*Short problem*:
Print only the lines of the items below that run from the line containing "shape [[259, 212]]." through the line containing "[[52, 155], [303, 210]]", both included, with no changes.

* * *

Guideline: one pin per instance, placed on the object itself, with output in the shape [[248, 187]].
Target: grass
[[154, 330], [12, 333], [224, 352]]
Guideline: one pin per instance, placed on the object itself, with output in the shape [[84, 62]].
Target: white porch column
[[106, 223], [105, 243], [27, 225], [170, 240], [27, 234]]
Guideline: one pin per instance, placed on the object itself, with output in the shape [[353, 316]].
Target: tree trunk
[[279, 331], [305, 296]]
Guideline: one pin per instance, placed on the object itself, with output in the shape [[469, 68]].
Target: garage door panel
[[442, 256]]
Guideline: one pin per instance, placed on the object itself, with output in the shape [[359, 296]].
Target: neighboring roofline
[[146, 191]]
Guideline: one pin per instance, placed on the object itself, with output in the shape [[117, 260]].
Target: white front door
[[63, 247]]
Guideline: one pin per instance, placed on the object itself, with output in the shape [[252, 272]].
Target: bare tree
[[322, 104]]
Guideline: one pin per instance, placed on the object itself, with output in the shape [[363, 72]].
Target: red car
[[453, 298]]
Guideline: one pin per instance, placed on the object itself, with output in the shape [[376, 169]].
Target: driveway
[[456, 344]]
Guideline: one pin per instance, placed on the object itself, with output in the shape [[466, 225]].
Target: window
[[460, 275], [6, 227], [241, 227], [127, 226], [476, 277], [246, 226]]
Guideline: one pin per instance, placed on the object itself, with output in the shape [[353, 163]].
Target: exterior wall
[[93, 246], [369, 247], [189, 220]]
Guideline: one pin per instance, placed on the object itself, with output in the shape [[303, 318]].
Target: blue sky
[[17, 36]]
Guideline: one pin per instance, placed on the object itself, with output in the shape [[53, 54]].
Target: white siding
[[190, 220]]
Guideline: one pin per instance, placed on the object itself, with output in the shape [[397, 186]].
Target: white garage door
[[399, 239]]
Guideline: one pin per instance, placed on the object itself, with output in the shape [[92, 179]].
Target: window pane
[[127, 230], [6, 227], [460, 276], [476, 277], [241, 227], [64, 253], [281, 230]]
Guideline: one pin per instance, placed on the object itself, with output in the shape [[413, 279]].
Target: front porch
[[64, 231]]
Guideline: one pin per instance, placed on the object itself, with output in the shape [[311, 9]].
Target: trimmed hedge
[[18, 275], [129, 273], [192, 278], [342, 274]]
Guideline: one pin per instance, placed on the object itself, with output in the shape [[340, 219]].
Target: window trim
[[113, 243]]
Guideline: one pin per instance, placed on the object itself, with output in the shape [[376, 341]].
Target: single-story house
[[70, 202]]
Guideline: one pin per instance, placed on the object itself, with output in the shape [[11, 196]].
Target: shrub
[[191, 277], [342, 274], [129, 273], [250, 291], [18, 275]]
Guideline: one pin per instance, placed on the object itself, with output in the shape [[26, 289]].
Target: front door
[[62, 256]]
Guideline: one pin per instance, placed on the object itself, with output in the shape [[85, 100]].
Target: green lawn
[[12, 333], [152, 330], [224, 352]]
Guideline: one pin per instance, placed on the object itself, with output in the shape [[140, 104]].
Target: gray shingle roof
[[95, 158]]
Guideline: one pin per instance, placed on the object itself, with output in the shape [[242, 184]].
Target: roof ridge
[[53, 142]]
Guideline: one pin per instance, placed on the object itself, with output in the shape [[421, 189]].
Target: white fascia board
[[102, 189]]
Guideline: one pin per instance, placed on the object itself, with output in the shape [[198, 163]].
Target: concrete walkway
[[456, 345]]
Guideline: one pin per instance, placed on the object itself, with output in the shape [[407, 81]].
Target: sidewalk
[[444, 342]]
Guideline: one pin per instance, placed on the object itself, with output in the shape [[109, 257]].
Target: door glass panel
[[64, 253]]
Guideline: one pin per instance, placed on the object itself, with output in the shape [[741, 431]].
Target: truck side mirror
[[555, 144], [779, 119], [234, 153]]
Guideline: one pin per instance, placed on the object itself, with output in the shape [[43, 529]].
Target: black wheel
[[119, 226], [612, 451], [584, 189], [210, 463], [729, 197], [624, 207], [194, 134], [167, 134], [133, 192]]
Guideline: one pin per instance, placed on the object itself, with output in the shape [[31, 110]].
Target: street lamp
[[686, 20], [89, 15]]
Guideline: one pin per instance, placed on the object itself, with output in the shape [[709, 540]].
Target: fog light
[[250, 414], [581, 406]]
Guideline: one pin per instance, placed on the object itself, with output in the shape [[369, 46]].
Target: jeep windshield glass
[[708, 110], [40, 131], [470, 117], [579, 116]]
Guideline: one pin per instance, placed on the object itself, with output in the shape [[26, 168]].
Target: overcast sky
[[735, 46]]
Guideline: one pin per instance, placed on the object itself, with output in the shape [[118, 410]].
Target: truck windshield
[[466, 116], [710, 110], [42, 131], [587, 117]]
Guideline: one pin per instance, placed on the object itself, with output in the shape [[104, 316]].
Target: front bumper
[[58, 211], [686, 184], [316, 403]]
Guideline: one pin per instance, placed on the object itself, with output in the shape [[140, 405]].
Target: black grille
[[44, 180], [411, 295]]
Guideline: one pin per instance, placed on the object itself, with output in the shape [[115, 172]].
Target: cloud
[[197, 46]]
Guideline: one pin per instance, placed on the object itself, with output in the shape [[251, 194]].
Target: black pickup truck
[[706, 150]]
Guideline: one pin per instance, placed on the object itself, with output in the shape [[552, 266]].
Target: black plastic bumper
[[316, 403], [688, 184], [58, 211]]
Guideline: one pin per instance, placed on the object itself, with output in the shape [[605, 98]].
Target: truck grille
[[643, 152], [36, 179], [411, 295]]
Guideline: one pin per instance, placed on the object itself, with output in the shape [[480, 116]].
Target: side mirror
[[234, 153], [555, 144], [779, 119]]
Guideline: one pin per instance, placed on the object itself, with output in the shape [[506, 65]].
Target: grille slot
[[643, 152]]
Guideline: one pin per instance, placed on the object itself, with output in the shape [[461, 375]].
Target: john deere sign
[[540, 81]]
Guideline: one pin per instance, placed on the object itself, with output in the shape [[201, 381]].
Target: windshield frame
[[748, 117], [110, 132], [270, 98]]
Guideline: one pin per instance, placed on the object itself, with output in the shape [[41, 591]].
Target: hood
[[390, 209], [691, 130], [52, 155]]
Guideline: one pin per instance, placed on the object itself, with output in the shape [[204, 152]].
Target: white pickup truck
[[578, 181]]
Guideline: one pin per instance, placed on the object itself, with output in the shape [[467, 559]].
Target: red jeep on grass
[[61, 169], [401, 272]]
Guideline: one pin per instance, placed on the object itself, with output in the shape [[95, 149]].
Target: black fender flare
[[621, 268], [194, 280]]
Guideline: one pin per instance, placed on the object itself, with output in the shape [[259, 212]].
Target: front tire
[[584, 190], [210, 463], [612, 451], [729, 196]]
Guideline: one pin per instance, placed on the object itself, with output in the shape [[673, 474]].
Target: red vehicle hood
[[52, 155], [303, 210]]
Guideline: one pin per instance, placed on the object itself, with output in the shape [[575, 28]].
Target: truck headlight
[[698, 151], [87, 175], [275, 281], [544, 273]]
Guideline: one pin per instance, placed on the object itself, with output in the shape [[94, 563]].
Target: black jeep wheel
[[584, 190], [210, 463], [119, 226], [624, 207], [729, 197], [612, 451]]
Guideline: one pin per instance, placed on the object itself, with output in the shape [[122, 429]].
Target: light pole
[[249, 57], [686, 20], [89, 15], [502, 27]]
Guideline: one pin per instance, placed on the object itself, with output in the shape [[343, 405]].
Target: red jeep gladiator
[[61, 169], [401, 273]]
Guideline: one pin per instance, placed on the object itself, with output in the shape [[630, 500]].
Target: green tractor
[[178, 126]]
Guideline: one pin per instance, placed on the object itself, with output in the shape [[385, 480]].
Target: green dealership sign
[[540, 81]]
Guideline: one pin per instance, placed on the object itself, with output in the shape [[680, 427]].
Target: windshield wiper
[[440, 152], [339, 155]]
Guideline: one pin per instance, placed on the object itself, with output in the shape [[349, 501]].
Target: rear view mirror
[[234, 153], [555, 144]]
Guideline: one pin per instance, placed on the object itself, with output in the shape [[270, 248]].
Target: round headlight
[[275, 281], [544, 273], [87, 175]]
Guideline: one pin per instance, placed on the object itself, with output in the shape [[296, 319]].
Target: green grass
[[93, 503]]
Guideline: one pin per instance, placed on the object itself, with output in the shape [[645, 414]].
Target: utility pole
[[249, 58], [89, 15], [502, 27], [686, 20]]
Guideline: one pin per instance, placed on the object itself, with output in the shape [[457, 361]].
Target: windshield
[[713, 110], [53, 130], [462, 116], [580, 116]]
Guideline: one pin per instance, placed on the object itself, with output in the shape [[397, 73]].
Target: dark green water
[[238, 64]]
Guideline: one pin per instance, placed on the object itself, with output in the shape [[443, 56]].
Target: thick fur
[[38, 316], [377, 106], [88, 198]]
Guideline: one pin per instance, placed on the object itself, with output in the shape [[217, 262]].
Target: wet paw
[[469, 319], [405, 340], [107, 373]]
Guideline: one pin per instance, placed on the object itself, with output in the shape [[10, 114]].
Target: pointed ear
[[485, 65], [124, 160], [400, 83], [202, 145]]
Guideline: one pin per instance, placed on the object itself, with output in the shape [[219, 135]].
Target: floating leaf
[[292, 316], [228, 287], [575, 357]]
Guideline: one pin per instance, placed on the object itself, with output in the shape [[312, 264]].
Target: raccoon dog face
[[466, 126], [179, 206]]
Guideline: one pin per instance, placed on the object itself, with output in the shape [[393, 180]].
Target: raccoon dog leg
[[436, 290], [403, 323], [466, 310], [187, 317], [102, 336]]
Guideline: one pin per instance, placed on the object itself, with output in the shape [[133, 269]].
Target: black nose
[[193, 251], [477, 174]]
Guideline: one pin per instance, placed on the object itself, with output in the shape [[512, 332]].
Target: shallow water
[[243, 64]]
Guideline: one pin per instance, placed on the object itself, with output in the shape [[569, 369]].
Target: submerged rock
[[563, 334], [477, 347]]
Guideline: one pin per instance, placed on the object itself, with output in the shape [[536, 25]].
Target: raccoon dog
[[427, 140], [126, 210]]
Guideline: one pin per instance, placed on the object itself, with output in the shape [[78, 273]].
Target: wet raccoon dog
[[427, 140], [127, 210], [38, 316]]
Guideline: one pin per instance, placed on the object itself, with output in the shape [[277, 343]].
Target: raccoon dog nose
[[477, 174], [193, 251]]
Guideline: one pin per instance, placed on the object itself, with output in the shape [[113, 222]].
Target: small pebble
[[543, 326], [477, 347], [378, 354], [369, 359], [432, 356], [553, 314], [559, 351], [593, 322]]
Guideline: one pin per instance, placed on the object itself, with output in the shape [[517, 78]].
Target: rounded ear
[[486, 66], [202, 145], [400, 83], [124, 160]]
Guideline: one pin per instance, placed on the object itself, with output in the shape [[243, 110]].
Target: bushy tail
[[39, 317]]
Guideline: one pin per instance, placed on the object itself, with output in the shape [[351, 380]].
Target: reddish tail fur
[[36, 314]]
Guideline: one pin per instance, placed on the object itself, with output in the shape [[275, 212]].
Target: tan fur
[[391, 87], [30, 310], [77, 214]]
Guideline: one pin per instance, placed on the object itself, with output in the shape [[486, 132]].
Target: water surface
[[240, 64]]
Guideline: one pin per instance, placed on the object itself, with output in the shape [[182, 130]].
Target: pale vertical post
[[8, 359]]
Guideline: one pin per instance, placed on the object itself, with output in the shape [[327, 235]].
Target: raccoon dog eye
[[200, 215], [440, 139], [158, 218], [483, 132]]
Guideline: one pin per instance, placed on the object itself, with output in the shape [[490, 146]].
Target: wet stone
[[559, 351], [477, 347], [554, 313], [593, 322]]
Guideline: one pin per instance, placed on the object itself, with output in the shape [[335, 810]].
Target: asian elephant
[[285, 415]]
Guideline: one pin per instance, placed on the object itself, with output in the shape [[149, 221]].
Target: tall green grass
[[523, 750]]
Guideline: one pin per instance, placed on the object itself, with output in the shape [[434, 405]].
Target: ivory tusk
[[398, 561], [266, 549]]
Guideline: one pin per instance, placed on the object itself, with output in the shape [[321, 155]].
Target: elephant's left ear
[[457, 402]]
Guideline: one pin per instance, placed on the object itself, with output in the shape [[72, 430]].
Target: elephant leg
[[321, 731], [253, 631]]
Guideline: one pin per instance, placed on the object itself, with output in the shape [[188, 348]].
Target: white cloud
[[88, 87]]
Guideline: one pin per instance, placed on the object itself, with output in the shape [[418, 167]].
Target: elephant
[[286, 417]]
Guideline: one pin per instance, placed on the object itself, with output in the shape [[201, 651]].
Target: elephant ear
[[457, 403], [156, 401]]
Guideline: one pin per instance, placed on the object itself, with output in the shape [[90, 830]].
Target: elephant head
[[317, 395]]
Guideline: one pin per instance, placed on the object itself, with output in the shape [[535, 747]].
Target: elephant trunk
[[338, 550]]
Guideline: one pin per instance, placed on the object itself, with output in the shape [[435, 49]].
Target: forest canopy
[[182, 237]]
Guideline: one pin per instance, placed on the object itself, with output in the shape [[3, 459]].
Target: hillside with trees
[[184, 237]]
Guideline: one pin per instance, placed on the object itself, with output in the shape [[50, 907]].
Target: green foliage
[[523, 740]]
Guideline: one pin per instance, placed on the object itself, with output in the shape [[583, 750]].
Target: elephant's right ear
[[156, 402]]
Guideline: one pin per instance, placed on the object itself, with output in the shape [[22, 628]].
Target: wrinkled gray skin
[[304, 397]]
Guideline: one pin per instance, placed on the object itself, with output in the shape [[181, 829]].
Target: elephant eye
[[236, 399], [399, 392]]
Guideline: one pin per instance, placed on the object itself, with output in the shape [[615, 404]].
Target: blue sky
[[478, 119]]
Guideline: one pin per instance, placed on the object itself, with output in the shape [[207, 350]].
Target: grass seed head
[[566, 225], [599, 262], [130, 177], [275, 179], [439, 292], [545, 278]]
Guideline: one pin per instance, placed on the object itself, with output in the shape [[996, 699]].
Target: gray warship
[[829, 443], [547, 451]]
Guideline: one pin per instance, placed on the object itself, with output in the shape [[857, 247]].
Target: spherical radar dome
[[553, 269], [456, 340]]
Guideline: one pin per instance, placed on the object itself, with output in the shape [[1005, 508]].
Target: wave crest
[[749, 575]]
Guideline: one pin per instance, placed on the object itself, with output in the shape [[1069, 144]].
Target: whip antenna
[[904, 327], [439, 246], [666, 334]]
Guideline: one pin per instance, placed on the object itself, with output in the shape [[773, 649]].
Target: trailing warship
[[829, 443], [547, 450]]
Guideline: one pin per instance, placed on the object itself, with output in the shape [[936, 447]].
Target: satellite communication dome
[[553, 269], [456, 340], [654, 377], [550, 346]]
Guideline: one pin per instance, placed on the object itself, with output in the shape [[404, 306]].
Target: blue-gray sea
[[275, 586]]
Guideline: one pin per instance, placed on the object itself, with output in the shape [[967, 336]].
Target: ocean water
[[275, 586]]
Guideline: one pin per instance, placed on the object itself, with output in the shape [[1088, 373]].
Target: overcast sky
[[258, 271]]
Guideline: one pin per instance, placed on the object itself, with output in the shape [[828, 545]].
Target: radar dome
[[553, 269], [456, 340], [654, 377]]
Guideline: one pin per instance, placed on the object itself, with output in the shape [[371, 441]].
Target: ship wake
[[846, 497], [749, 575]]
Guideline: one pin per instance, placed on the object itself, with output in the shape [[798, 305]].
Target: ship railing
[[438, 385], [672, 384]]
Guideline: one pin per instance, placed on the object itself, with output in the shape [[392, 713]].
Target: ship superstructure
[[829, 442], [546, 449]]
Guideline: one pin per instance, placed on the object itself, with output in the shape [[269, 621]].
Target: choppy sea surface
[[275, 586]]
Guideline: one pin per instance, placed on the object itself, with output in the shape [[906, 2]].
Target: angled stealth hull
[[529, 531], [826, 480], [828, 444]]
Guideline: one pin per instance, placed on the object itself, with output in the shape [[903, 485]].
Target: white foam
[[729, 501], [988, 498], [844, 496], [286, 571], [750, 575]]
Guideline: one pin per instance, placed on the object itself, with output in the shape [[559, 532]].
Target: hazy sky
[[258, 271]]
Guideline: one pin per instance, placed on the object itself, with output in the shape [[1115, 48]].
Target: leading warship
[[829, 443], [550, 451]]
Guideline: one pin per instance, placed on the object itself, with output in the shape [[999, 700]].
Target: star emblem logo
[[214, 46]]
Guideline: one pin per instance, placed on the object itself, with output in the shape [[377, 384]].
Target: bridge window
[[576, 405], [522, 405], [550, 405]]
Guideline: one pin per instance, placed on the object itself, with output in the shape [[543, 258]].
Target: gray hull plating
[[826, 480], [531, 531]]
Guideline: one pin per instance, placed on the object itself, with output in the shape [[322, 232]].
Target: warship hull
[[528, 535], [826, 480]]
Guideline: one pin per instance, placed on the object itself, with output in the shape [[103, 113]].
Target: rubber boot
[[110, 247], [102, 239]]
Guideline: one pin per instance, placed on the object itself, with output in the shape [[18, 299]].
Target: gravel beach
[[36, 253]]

* * *

*Solution*:
Guideline: one pin per instance, placed on the object itself, with output in the shape [[259, 212]].
Target: front tire
[[584, 190], [210, 463], [612, 451], [729, 196]]
Guideline: one pin per instance, placed on the object itself, with output in the shape [[673, 474]].
Target: red vehicle hood
[[52, 155], [303, 210]]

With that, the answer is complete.